>> Start

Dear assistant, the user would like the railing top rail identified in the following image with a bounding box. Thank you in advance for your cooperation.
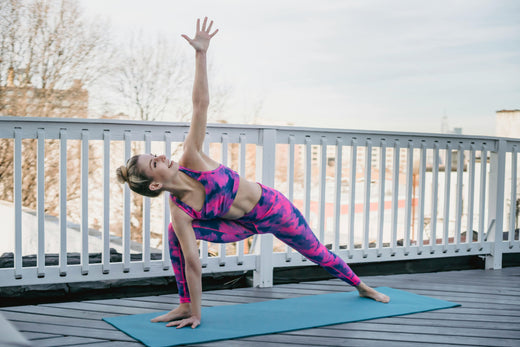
[0,116,520,142]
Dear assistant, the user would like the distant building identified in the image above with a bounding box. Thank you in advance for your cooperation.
[495,110,520,138]
[0,68,88,118]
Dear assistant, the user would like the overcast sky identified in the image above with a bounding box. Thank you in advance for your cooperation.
[82,0,520,135]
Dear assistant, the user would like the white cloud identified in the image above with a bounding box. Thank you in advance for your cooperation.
[84,0,520,133]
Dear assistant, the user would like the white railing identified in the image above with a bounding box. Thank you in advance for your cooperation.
[0,117,520,287]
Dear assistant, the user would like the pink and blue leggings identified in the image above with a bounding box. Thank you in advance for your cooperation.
[168,185,361,303]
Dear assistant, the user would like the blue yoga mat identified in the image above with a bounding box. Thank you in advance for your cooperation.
[103,287,460,347]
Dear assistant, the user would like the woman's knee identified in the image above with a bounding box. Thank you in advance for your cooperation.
[168,223,179,247]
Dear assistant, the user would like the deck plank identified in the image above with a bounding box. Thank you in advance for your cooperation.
[0,267,520,347]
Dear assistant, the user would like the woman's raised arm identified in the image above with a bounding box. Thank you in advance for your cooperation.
[182,17,218,156]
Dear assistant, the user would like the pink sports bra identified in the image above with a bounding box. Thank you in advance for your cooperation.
[170,164,240,219]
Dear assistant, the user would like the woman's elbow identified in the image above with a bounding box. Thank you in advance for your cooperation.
[193,98,209,110]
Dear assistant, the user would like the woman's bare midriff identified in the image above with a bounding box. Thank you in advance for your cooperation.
[222,177,262,219]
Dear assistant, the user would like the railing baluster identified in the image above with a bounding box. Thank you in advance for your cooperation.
[507,145,518,248]
[403,140,415,255]
[59,129,67,276]
[430,141,439,254]
[442,141,451,252]
[361,139,372,258]
[285,135,295,262]
[162,131,172,270]
[318,136,327,242]
[347,138,357,259]
[36,129,45,277]
[390,140,401,256]
[101,130,111,274]
[301,136,312,261]
[455,142,464,252]
[81,129,89,275]
[478,146,487,249]
[466,144,475,251]
[237,134,247,265]
[376,139,386,257]
[218,133,229,266]
[417,141,426,254]
[303,136,312,224]
[334,137,343,252]
[123,131,132,273]
[203,136,209,268]
[141,131,152,271]
[13,128,23,279]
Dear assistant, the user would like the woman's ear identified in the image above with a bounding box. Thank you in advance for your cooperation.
[148,181,162,191]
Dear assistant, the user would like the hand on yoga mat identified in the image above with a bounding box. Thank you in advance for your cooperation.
[166,316,200,329]
[150,303,191,323]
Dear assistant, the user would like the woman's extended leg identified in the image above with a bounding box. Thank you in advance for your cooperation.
[168,219,253,303]
[251,187,389,302]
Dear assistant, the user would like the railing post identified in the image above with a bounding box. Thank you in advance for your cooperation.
[253,129,276,287]
[483,139,506,270]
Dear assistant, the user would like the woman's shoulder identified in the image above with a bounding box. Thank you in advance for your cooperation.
[179,152,220,172]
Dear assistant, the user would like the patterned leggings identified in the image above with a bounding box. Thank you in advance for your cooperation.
[168,185,361,303]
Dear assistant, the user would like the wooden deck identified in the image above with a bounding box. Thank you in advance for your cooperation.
[0,267,520,347]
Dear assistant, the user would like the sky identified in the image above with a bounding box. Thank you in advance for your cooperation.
[81,0,520,135]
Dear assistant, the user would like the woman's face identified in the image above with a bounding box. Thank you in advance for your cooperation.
[137,154,179,184]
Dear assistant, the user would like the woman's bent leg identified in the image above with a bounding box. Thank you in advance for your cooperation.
[168,219,253,303]
[253,191,361,286]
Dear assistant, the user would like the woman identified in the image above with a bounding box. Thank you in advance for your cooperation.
[117,17,389,328]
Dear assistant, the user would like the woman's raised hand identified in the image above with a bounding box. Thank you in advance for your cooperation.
[181,17,218,52]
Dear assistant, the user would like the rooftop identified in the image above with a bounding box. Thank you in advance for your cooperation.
[0,267,520,347]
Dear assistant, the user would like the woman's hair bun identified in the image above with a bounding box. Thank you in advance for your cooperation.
[116,165,128,183]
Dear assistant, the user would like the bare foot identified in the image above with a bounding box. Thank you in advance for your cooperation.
[150,304,191,323]
[356,282,390,303]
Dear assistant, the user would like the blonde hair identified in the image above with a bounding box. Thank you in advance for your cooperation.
[116,155,162,198]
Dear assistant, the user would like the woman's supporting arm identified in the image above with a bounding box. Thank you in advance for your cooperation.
[166,208,202,328]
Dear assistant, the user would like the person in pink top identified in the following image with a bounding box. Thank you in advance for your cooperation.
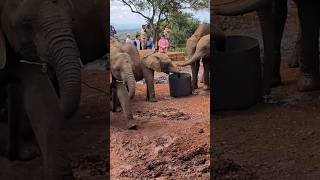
[158,35,169,53]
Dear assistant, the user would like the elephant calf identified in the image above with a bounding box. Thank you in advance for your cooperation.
[110,38,136,129]
[135,50,179,102]
[179,34,210,90]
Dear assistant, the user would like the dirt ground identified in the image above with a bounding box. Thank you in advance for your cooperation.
[0,71,109,180]
[211,1,320,180]
[110,61,210,179]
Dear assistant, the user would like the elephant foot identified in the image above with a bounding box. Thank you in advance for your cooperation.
[148,98,158,102]
[288,61,299,68]
[298,75,320,92]
[192,84,199,89]
[127,122,138,130]
[8,143,40,161]
[116,106,122,112]
[203,84,210,90]
[271,76,282,87]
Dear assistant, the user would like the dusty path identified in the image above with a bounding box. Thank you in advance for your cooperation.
[111,62,210,179]
[213,2,320,180]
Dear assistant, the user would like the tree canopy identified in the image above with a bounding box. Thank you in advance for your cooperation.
[160,13,200,47]
[114,0,209,43]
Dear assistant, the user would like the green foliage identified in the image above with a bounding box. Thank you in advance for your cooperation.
[160,13,200,47]
[116,0,209,47]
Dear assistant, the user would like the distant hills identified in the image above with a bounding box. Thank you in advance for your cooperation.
[116,29,140,40]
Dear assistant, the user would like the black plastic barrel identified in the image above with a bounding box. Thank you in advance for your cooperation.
[169,73,192,97]
[211,36,262,112]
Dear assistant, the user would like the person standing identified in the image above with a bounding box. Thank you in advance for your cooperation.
[158,34,169,53]
[163,27,171,49]
[140,25,147,49]
[133,34,142,50]
[146,37,154,49]
[126,33,133,44]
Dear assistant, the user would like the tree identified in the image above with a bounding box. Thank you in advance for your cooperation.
[160,13,200,46]
[116,0,209,44]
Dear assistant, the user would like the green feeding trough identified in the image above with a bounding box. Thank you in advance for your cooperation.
[211,36,262,112]
[169,73,192,97]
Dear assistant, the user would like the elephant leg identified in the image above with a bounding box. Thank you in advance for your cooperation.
[117,83,137,129]
[191,61,200,89]
[257,1,286,95]
[20,65,74,180]
[7,83,40,161]
[144,70,158,102]
[200,60,205,83]
[272,0,288,86]
[288,25,302,68]
[298,1,320,91]
[203,57,210,90]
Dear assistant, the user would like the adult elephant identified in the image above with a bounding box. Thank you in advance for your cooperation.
[110,38,136,129]
[179,34,210,90]
[214,0,320,98]
[186,23,210,89]
[0,0,109,180]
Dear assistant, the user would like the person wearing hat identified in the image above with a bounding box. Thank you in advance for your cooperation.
[158,34,169,53]
[126,33,133,44]
[146,36,154,49]
[133,33,142,50]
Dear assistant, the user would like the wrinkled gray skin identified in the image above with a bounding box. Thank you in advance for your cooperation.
[110,41,136,129]
[179,34,210,90]
[213,0,320,95]
[111,38,179,102]
[138,50,180,102]
[0,0,109,180]
[186,24,210,89]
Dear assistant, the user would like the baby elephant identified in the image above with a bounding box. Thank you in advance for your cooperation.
[110,38,136,129]
[139,50,179,102]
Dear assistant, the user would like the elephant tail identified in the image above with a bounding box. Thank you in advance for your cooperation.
[125,71,136,99]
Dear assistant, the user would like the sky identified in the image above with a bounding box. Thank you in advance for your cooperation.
[110,0,210,30]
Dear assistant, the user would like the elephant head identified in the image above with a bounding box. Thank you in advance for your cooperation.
[211,0,272,16]
[186,24,210,57]
[0,0,81,118]
[179,34,210,66]
[110,53,136,99]
[141,52,179,74]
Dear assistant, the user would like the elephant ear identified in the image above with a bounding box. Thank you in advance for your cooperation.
[0,30,7,70]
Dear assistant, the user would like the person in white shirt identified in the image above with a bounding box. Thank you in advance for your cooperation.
[133,34,142,50]
[126,33,133,44]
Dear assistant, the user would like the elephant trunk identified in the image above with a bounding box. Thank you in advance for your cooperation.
[179,52,202,66]
[122,70,136,99]
[168,66,180,73]
[40,12,81,118]
[213,27,226,51]
[214,0,271,16]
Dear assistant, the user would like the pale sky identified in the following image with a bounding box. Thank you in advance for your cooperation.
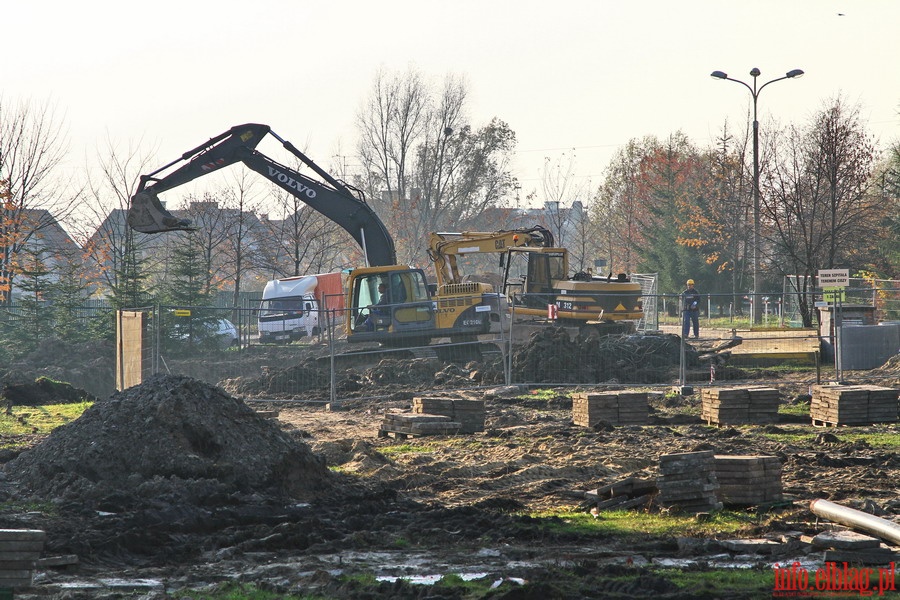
[0,0,900,218]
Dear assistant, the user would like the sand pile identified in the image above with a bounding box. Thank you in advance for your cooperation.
[5,376,331,509]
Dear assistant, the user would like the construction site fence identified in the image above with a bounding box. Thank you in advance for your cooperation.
[0,290,900,402]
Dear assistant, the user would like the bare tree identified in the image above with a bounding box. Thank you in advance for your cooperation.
[265,178,348,278]
[79,139,161,307]
[212,170,265,308]
[593,138,658,273]
[358,71,515,263]
[541,152,586,247]
[761,98,883,326]
[0,97,78,303]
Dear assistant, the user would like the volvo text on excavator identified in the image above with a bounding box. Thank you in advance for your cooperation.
[428,226,643,333]
[128,123,507,346]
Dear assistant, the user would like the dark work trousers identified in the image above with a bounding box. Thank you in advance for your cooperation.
[681,310,700,338]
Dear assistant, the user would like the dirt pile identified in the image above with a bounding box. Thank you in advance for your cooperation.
[5,376,329,510]
[512,327,698,383]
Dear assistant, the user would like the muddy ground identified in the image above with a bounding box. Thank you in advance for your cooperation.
[0,332,900,599]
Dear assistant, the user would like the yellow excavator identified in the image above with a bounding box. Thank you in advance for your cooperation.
[127,123,507,346]
[428,226,643,333]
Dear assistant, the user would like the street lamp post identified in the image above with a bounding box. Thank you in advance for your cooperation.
[710,67,803,324]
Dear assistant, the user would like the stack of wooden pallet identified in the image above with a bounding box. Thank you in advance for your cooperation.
[809,385,898,425]
[572,391,650,427]
[714,454,784,506]
[0,529,47,590]
[700,387,781,425]
[413,397,486,433]
[656,450,722,512]
[378,413,459,437]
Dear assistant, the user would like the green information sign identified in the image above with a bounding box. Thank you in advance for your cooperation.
[822,287,846,304]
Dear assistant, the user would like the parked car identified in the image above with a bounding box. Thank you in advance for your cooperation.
[172,319,240,350]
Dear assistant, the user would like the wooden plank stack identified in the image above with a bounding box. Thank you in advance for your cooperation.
[809,385,898,425]
[656,450,722,512]
[378,413,459,437]
[0,529,47,590]
[413,397,486,433]
[572,391,650,427]
[700,387,781,425]
[714,454,784,506]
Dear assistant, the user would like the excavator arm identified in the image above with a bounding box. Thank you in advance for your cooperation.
[128,123,397,266]
[428,225,553,286]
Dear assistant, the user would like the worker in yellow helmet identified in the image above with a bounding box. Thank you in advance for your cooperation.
[681,279,700,339]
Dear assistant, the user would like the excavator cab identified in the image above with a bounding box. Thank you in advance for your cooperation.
[127,190,195,233]
[347,266,435,345]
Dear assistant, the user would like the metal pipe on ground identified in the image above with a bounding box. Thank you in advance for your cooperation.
[809,498,900,545]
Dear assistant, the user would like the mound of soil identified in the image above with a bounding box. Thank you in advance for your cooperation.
[5,376,329,509]
[512,327,698,383]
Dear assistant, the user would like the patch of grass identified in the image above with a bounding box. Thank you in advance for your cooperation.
[531,510,757,539]
[0,402,93,448]
[172,579,324,600]
[378,444,433,458]
[0,502,59,517]
[762,425,900,449]
[654,569,775,598]
[778,404,809,417]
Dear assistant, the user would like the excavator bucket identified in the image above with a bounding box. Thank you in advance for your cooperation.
[127,190,194,233]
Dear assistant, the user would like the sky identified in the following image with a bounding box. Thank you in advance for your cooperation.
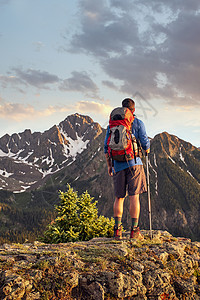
[0,0,200,147]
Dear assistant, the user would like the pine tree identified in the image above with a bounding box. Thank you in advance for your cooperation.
[42,184,114,243]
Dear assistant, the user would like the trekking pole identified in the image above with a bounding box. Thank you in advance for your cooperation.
[146,152,152,239]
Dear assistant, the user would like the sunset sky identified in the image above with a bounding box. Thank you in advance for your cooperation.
[0,0,200,147]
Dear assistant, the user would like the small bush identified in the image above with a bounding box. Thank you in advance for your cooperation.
[42,184,114,243]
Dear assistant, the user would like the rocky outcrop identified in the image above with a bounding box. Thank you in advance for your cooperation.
[0,231,200,300]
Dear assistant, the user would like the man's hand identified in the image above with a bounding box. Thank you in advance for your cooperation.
[105,153,113,176]
[145,148,150,154]
[108,166,113,176]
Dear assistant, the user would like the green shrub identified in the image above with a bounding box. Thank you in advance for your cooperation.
[42,184,114,243]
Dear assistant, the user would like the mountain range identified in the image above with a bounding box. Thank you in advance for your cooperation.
[0,113,200,242]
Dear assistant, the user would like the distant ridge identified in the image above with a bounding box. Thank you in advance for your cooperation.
[0,114,200,242]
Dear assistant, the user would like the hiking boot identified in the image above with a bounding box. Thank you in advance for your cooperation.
[130,227,144,240]
[114,225,122,240]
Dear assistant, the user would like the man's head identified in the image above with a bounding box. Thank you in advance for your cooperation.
[122,98,135,112]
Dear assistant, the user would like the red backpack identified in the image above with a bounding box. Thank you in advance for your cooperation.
[107,107,138,161]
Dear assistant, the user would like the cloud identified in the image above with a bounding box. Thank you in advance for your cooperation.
[0,68,60,89]
[32,41,44,52]
[102,80,118,90]
[75,101,113,117]
[0,0,10,6]
[60,71,98,97]
[13,68,60,89]
[69,0,200,106]
[0,103,35,121]
[0,97,113,122]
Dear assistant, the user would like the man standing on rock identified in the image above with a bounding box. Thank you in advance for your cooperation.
[104,98,150,239]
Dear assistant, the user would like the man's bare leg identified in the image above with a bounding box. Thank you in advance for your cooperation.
[113,197,124,218]
[129,194,140,219]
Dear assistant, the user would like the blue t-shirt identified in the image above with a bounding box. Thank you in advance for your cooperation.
[104,118,150,172]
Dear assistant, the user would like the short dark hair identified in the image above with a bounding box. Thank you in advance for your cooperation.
[122,98,135,110]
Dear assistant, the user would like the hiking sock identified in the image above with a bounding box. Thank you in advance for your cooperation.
[114,217,122,228]
[131,218,138,228]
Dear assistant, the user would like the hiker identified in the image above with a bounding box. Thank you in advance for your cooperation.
[104,98,150,239]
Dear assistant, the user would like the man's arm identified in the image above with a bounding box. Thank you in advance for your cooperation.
[138,120,150,153]
[104,126,113,176]
[105,153,113,176]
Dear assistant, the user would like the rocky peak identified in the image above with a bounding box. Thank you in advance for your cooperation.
[58,113,102,142]
[0,114,102,191]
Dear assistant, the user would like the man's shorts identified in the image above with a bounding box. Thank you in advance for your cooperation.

>> End

→ YOUR TASK
Lay out the material as a Markdown table with the columns "Row" and "Line," going from the start of the material through the line that contains "[182,17,218,156]", leaving out blank lines. Leave the pictures out of the table.

→ WORKED ANSWER
| Row | Line |
|---|---|
| 1 | Dear assistant, the user would like the railing top rail identified in the following image with a bounding box. Thank you in advance for your cooperation. |
| 2 | [0,116,520,142] |
| 3 | Dear assistant, the user would like the distant building identified in the image above with a bounding box. Thank you in advance for your cooperation. |
| 4 | [495,110,520,138] |
| 5 | [0,68,88,118] |
| 6 | Dear assistant, the user would like the overcast sky identified in the image above with a bounding box. Thank you in advance for your cooperation. |
| 7 | [82,0,520,135] |
| 8 | Dear assistant, the user would like the white cloud identified in the image above with a bounding box. Thank you in advance for your cooperation. |
| 9 | [84,0,520,133] |
| 10 | Dear assistant, the user would like the white railing identified in the image above with a bounding box. Thank you in advance for your cooperation. |
| 11 | [0,117,520,287] |
| 12 | Dear assistant, the user would like the pink and blue leggings identified in the image above with a bounding box. Thank you in advance for your cooperation. |
| 13 | [168,185,361,303] |
| 14 | Dear assistant, the user would like the blue yoga mat identified in the image above with a bounding box. Thank you in advance for your cooperation. |
| 15 | [103,287,460,347] |
| 16 | Dear assistant, the user would like the woman's knee identified in the image above with a bounding box. Thank you in advance for your cooperation. |
| 17 | [168,223,179,247] |
| 18 | Dear assistant, the user would like the deck plank identified in the image above with a bounding box. Thank you in advance for your cooperation. |
| 19 | [0,267,520,347] |
| 20 | Dear assistant, the user would like the woman's raised arm identified in the image above with a bounding box. Thank you in advance for your cooperation. |
| 21 | [182,17,218,156] |